----- TEXT SECTION

SMILE!- a statistical case for optimism on offense

Mike Carter-US PRESSWIRE - Presswire

Overturning (and sometimes confirming) popular narratives about the Spartan offense, one stat at a time.

An animated representation of me addressing the more frustrated elements of the fanbase.

Every piece of analysis here will be its most convincing if you keep three macro-level pieces of data in mind:

1. A team does not need to be elite, or even good, at everything to challenge for a Big Ten title

To prove this, I looked at efficiency measures for teams who either won, or finished runner up in, the Big Ten title race since 2007. I looked at offensive and defensive yards per carry, and offensive and defensive yards per attempt.

Teams in bold either did, or would have, made it to the BTCG. Teams in italics would've lost on a tiebreaker.

The four 'major ranks' of title winners and contenders
Team Pass O Rush O Offensive Ranks Pass D Run D Defensive Ranks Combined Ranks Average of all categories Wins
2007 Ohio State 1 3 4 1 1 2 6 1.5 11
2010 Ohio State 2 3 5 1 1 2 7 1.75 0*
2008 Penn State 1 1 2 4 1 5 7 1.75 11
2009 Penn State 3 2 5 3 1 4 9 2.25 11
2008 Ohio State 4 4 8 1 3 4 12 3 10
2011 Wisconsin 1 1 2 4 8 12 14 3.5 11
2009 Ohio State 4 6 10 2 2 4 14 3.5 11
2010 Wisconsin 2 1 3 6 6 12 15 3.75 11
2011 Michigan State 4 9 13 2 1 3 16 4 11
2007 Illinois 6 1 7 6 5 11 18 4.5 9
2010 Michigan State 5 5 10 5 4 9 19 4.75 11
2009 Iowa 4 9 13 5 1 6 19 4.75 11
2012 Michigan State 12 7 19 2 1 3 22 5.5 ?
2007 Michigan 9 6 15 2 8 10 25 6.25 9
*Yeah, technically 12, but LOL you bros cheated.

Yes, there are four teams who finished in the top four of each category or better, but there are also nine who either had at least one flaw, or were average across the board. If you can do 2-3 out of these four things well, you're in good shape. MSU is at about 2.3 right now.

----------
----- EXTRACTED MATERIAL

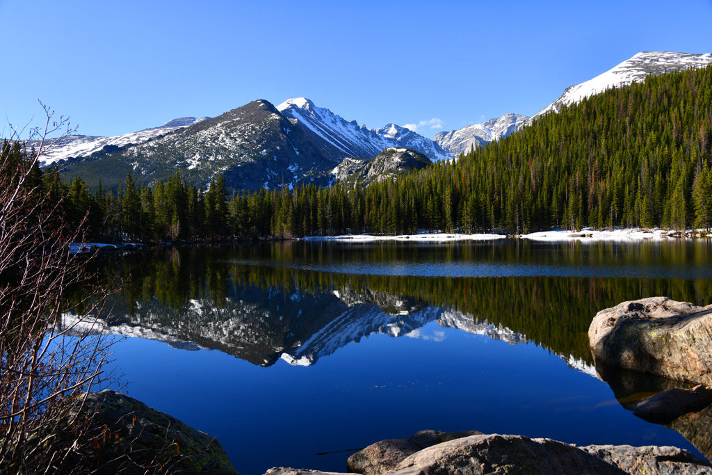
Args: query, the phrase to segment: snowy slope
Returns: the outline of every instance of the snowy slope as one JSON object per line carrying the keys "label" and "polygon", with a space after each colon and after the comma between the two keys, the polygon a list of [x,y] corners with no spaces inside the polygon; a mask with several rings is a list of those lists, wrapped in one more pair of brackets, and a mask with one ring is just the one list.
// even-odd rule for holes
{"label": "snowy slope", "polygon": [[525,125],[528,125],[537,118],[550,112],[558,112],[563,104],[570,105],[611,88],[619,88],[633,83],[643,82],[649,74],[661,74],[692,68],[703,68],[710,63],[712,63],[712,54],[709,53],[705,54],[671,51],[639,53],[593,79],[567,88],[561,97],[532,116],[526,121]]}
{"label": "snowy slope", "polygon": [[456,157],[472,148],[507,137],[528,118],[526,115],[510,113],[481,124],[441,132],[433,140],[444,150]]}
{"label": "snowy slope", "polygon": [[[108,146],[121,147],[141,144],[209,118],[210,118],[201,117],[197,119],[194,117],[183,117],[169,120],[159,127],[115,137],[70,135],[63,138],[48,150],[46,154],[41,157],[40,165],[46,167],[58,160],[88,157],[102,151]],[[31,146],[32,143],[29,145]]]}
{"label": "snowy slope", "polygon": [[420,169],[430,165],[430,160],[422,153],[409,149],[389,147],[370,160],[347,157],[331,172],[340,182],[363,185]]}
{"label": "snowy slope", "polygon": [[389,147],[404,147],[434,161],[448,155],[432,140],[404,127],[389,124],[377,130],[347,121],[325,108],[317,107],[306,98],[288,99],[277,106],[285,117],[296,120],[313,137],[325,156],[337,161],[346,157],[370,159]]}

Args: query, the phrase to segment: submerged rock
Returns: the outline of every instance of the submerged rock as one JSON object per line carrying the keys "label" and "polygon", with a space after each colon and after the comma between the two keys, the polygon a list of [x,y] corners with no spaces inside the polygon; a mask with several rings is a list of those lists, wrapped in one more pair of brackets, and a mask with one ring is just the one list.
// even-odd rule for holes
{"label": "submerged rock", "polygon": [[675,387],[632,404],[633,414],[656,424],[669,424],[678,417],[700,411],[712,404],[712,387],[699,385],[691,390]]}
{"label": "submerged rock", "polygon": [[588,338],[597,364],[712,386],[712,305],[624,302],[599,312]]}
{"label": "submerged rock", "polygon": [[[414,440],[444,442],[403,458]],[[393,475],[477,474],[712,474],[709,463],[670,447],[628,445],[577,447],[550,439],[519,435],[444,433],[422,431],[410,439],[377,442],[349,459],[349,471]],[[403,448],[405,448],[403,450]],[[358,459],[370,463],[357,466]],[[274,468],[266,475],[320,475],[333,472]]]}

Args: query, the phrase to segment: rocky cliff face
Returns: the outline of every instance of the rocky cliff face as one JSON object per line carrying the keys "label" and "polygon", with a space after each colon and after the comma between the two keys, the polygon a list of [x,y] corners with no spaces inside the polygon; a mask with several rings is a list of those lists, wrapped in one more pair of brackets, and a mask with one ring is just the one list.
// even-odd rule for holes
{"label": "rocky cliff face", "polygon": [[332,172],[340,182],[355,183],[360,180],[366,185],[424,168],[430,163],[427,157],[415,150],[392,147],[370,160],[345,158]]}
{"label": "rocky cliff face", "polygon": [[65,172],[98,175],[110,184],[127,173],[152,184],[178,172],[203,185],[222,173],[229,187],[257,189],[326,183],[328,170],[336,164],[320,153],[301,127],[260,100],[137,145],[70,162]]}
{"label": "rocky cliff face", "polygon": [[389,147],[409,148],[433,161],[449,157],[437,144],[395,124],[371,130],[347,121],[306,98],[288,99],[277,106],[285,117],[296,120],[315,147],[325,156],[341,161],[346,157],[370,159]]}
{"label": "rocky cliff face", "polygon": [[528,118],[521,114],[508,113],[481,124],[439,132],[433,140],[444,150],[457,157],[490,142],[508,137]]}

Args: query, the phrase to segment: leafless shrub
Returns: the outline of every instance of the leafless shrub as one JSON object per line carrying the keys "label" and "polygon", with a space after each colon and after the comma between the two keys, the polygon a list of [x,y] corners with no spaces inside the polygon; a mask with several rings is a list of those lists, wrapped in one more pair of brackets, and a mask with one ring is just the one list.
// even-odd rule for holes
{"label": "leafless shrub", "polygon": [[[43,108],[46,122],[29,131],[33,152],[21,154],[28,159],[18,160],[23,131],[11,125],[0,151],[0,471],[6,473],[66,471],[68,460],[75,463],[88,449],[85,428],[70,409],[105,380],[110,343],[91,331],[102,288],[86,258],[69,251],[70,243],[83,241],[83,224],[70,229],[61,201],[33,182],[38,160],[71,131],[66,118]],[[85,316],[63,325],[63,296],[73,285],[89,291]],[[58,443],[67,430],[73,440]]]}

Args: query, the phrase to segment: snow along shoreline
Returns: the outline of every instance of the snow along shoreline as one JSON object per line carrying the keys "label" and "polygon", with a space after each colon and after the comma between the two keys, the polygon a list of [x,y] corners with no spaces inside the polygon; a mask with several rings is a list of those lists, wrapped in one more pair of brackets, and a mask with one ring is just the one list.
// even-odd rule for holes
{"label": "snow along shoreline", "polygon": [[370,234],[342,234],[341,236],[310,236],[297,238],[299,241],[340,241],[345,242],[371,242],[374,241],[414,241],[416,242],[446,242],[451,241],[494,241],[506,239],[506,234],[402,234],[400,236],[372,236]]}
{"label": "snow along shoreline", "polygon": [[679,238],[705,237],[704,230],[688,229],[685,231],[676,231],[671,229],[643,229],[640,228],[624,228],[612,230],[598,231],[591,228],[584,228],[581,231],[568,231],[556,229],[542,231],[528,234],[522,234],[519,237],[530,241],[575,241],[590,242],[593,241],[647,241],[661,240]]}
{"label": "snow along shoreline", "polygon": [[704,230],[689,229],[678,232],[668,229],[619,229],[598,231],[584,228],[581,231],[553,229],[518,236],[506,234],[460,234],[456,233],[434,233],[428,234],[402,234],[400,236],[372,236],[370,234],[342,234],[340,236],[313,236],[295,238],[298,241],[337,241],[340,242],[365,243],[377,241],[399,241],[415,242],[450,242],[454,241],[495,241],[514,238],[539,241],[647,241],[679,238],[712,237]]}

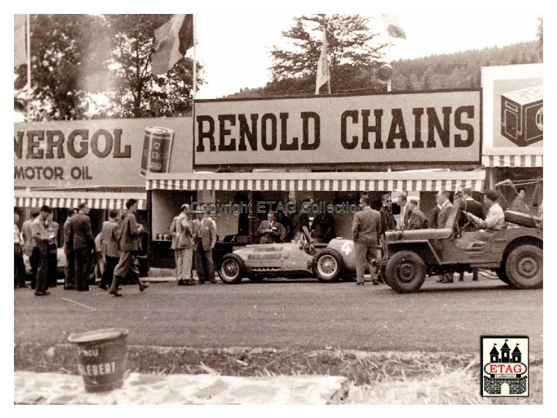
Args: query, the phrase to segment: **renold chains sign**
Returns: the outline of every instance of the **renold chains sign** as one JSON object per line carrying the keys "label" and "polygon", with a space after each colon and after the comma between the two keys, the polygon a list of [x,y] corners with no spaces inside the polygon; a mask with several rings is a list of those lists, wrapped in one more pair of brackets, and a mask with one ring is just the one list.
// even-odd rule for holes
{"label": "renold chains sign", "polygon": [[478,91],[198,100],[196,165],[478,162]]}
{"label": "renold chains sign", "polygon": [[15,123],[14,184],[145,187],[146,171],[191,171],[191,118]]}

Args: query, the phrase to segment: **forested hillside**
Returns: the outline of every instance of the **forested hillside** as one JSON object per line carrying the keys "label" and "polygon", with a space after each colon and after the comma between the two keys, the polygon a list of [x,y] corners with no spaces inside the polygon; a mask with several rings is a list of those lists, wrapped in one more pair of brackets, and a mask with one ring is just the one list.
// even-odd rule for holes
{"label": "forested hillside", "polygon": [[[416,59],[399,60],[393,63],[392,90],[393,91],[416,91],[439,88],[479,88],[482,67],[530,64],[542,62],[542,58],[535,40],[505,47],[486,47],[454,54],[432,55]],[[373,70],[363,71],[361,88],[354,86],[350,91],[336,91],[331,83],[333,93],[377,91]],[[262,98],[274,95],[299,95],[313,94],[315,79],[297,77],[267,83],[264,87],[244,88],[226,96],[227,98]],[[379,89],[386,91],[386,86]]]}

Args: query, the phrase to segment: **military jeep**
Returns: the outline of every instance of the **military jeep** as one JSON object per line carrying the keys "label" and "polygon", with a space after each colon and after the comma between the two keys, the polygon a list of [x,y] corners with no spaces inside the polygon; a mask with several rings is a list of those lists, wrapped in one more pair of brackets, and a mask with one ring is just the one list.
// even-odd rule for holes
{"label": "military jeep", "polygon": [[505,210],[501,231],[463,232],[457,223],[459,206],[455,199],[446,224],[451,227],[386,233],[381,268],[389,286],[409,293],[418,291],[426,276],[480,268],[518,288],[542,287],[541,218]]}

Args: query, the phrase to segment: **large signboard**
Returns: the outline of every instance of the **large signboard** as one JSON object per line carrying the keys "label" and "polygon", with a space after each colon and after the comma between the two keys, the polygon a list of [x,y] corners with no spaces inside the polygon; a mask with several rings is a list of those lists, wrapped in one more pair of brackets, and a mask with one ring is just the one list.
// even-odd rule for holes
{"label": "large signboard", "polygon": [[482,68],[484,146],[543,147],[543,64]]}
{"label": "large signboard", "polygon": [[14,185],[144,187],[191,171],[191,118],[15,123]]}
{"label": "large signboard", "polygon": [[194,164],[476,163],[481,95],[198,100]]}

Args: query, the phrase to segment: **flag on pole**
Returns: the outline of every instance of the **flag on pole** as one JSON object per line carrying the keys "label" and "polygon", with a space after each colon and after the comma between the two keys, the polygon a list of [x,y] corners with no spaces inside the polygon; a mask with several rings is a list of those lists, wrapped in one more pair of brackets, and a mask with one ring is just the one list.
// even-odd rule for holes
{"label": "flag on pole", "polygon": [[381,17],[383,18],[385,30],[389,32],[389,36],[392,38],[406,39],[406,33],[398,26],[398,15],[382,15]]}
{"label": "flag on pole", "polygon": [[13,15],[13,66],[27,63],[25,47],[25,15]]}
{"label": "flag on pole", "polygon": [[321,55],[317,61],[317,77],[315,81],[315,94],[319,94],[319,88],[329,82],[329,63],[327,60],[327,30],[323,28],[323,45],[321,46]]}
{"label": "flag on pole", "polygon": [[166,74],[194,46],[194,15],[173,15],[155,30],[157,46],[151,57],[151,72]]}

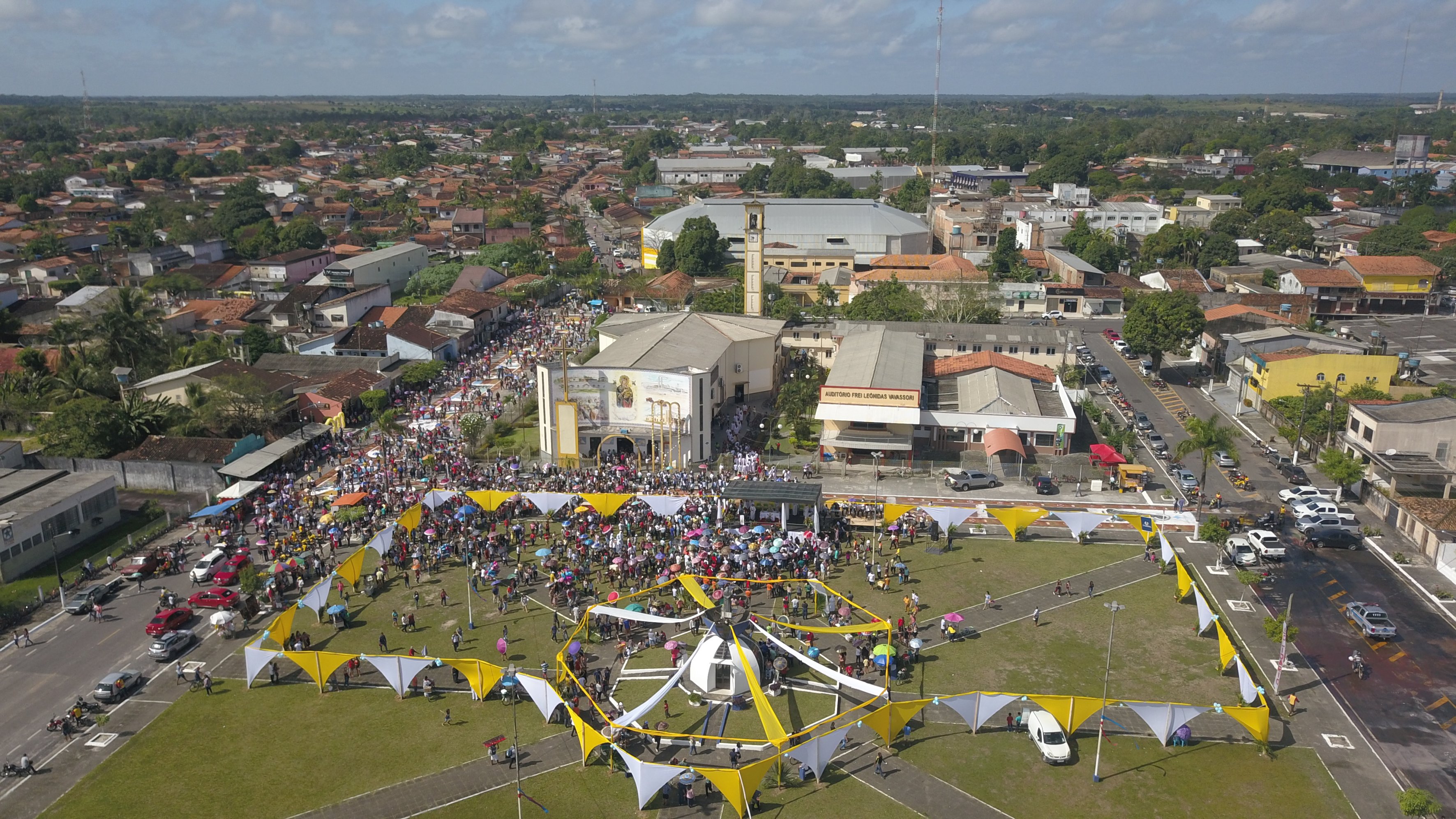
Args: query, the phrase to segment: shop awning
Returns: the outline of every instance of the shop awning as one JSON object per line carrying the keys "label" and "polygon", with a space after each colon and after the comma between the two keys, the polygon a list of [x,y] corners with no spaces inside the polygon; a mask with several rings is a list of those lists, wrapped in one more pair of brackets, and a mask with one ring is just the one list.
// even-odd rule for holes
{"label": "shop awning", "polygon": [[192,512],[192,518],[211,518],[213,515],[221,515],[223,512],[232,509],[237,503],[239,500],[236,498],[233,500],[223,500],[221,503],[213,503],[205,509],[198,509],[197,512]]}
{"label": "shop awning", "polygon": [[1010,450],[1022,458],[1026,457],[1026,448],[1021,444],[1021,435],[1012,429],[987,429],[986,435],[981,436],[981,442],[986,444],[986,455],[994,455],[996,452],[1005,452]]}

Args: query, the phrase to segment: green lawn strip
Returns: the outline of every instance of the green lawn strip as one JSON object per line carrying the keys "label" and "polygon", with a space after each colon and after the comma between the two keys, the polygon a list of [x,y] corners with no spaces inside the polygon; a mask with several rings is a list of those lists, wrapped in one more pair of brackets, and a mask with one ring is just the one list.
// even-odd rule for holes
{"label": "green lawn strip", "polygon": [[[243,691],[233,679],[213,691],[182,697],[45,816],[291,816],[475,759],[483,740],[511,735],[511,710],[494,698],[397,700],[387,690],[319,694],[313,685],[266,684]],[[441,724],[446,708],[454,724]],[[530,706],[518,708],[523,745],[561,730],[542,724]],[[179,754],[188,764],[178,764]],[[239,765],[307,787],[261,788],[256,777],[218,775]]]}
{"label": "green lawn strip", "polygon": [[[1050,608],[1041,626],[1009,623],[960,643],[936,640],[922,650],[917,685],[930,694],[1010,691],[1024,694],[1102,695],[1111,614],[1117,599],[1112,643],[1112,697],[1178,703],[1233,703],[1238,678],[1219,674],[1219,644],[1194,634],[1191,604],[1174,601],[1171,578],[1149,578],[1091,601]],[[1066,601],[1067,598],[1061,598]],[[927,694],[929,695],[929,694]]]}
{"label": "green lawn strip", "polygon": [[[754,810],[756,818],[764,819],[842,819],[846,815],[874,816],[875,819],[911,819],[919,813],[904,807],[893,799],[875,791],[869,786],[855,780],[840,768],[830,765],[824,771],[824,784],[810,780],[808,784],[798,781],[798,774],[791,765],[783,767],[785,787],[776,786],[776,771],[770,771],[764,783],[759,786],[763,807]],[[702,783],[695,788],[702,804]],[[662,799],[654,797],[646,810],[636,809],[636,788],[620,771],[609,774],[606,765],[591,765],[585,770],[579,767],[549,771],[521,781],[521,791],[540,802],[550,810],[549,816],[561,819],[600,819],[603,816],[658,816]],[[709,797],[711,804],[718,804],[722,799],[716,793]],[[673,797],[676,807],[677,797]],[[852,807],[850,807],[852,806]],[[539,807],[531,803],[521,806],[527,816],[542,816]],[[718,806],[709,815],[734,816],[731,807]],[[475,819],[478,816],[514,816],[515,788],[505,786],[489,793],[457,802],[438,810],[431,810],[427,819]]]}
{"label": "green lawn strip", "polygon": [[1284,748],[1271,759],[1243,743],[1162,748],[1150,736],[1112,736],[1102,742],[1102,783],[1095,784],[1095,735],[1073,736],[1070,765],[1042,762],[1025,733],[971,736],[964,726],[929,726],[913,736],[901,752],[907,762],[1016,819],[1061,819],[1069,806],[1089,819],[1123,819],[1128,806],[1139,816],[1207,816],[1268,804],[1299,806],[1305,816],[1354,816],[1307,748]]}

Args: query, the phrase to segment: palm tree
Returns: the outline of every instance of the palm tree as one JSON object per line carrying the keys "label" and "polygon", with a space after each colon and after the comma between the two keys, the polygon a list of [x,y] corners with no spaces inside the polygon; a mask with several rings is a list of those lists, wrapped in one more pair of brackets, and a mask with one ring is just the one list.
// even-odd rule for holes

----------

> **GOAL 1**
From the table in the Spartan offense article, list every team shown for the 2007 season.
> **GOAL 2**
Please reproduce the part of the Spartan offense article between "1. A team does" and "on a tiebreaker.", inclusive.
Rely only on the Spartan offense article, not on the rows.

> **EXERCISE ANSWER 1**
Ohio State, Illinois, Michigan

> **EXERCISE ANSWER 2**
1. A team does not need to be elite, or even good, at everything to challenge for a Big Ten title

To prove this, I looked at efficiency measures for teams who either won, or finished runner up in, the Big Ten title race since 2007. I looked at offensive and defensive yards per carry, and offensive and defensive yards per attempt.

Teams in bold either did, or would have, made it to the BTCG. Teams in italics would've lost on a tiebreaker.